---- Text provided

I cannot say that much was done to deepen the impression on the minds of the candidates. As we all had to go to Norwich first for examination, and to Buckden for ordination, it was necessary to show some consideration for us, as there were no railways then. I often think that the Chaplain showed a great deal of good sense in his examination. It began on Wednesday morning, and he told us that he should give us hard questions at the beginning, that they would grow easier and easier during the three days of the examination, and that he should let us go as soon as he was satisfied. So we had a good stiff paper on various subjects at the first sitting, while he walked about the room and looked over the papers as we were writing, but having nothing to look over from a great many of the candidates. It was a great satisfaction to me, when that first sitting was over, to be told that I might go, and that I should find the necessary papers at Buckden.

--------
---- Information given

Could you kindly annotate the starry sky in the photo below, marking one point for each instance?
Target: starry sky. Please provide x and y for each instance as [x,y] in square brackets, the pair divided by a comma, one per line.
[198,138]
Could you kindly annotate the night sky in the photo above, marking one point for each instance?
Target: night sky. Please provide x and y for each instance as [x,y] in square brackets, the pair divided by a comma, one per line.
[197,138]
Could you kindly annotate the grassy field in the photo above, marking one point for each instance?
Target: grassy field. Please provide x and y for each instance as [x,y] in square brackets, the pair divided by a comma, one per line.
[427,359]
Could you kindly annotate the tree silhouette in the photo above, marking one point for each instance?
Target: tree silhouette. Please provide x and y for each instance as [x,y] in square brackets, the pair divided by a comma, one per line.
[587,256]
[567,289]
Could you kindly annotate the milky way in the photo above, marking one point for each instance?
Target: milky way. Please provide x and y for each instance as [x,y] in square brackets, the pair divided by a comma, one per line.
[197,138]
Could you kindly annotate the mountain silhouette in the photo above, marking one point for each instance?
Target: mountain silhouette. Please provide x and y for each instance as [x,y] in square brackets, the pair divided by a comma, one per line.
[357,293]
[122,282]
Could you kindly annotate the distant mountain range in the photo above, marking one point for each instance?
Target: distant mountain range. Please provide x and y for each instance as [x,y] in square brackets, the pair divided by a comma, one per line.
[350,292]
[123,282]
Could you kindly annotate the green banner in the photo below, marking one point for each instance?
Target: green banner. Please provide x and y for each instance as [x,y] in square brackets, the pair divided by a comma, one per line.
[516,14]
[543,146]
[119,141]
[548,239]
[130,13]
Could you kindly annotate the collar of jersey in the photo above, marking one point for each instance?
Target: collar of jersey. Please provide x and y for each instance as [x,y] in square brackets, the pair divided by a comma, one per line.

--------

=== Stated exercise 1 ===
Please pick out every line of the records that contains the word "green" and copy each one.
=== Stated exercise 2 ===
Resume the account of the ordination examination at Norwich, starting right after its final sentence.

=== Task result 1 ===
Could you kindly annotate the green banner in the photo below, marking one point for each instance?
Target: green banner. Please provide x and y for each instance as [x,y] in square brackets, the pair divided by a comma, one per line.

=== Task result 2 ===
Most of us Norwich men had to put up at Huntingdon, as the little inn at Buckden was full of the men from the Lincoln Diocese; and as I imagine that the Bishop did not like to have the Norwich men in addition to his own, he gave us no share of any of the privileges that his own candidates may have enjoyed. We signed our papers, etc., on the Saturday morning, and were told that we Norwich men were not wanted any more till the next morning. Accordingly the next morning we were in the church at the appointed hour, and that evening, to my great joy, I read prayers at the parish church of Huntingdon. How wonderfully different is the careful pains taken by all our present Bishops ere young men are admitted to the ministry, and what a wonderful improvement has taken place in this respect!
Letter from Rev. E. G. Marsh, on his entering the ministry:—
“Hampstead, February, 1836.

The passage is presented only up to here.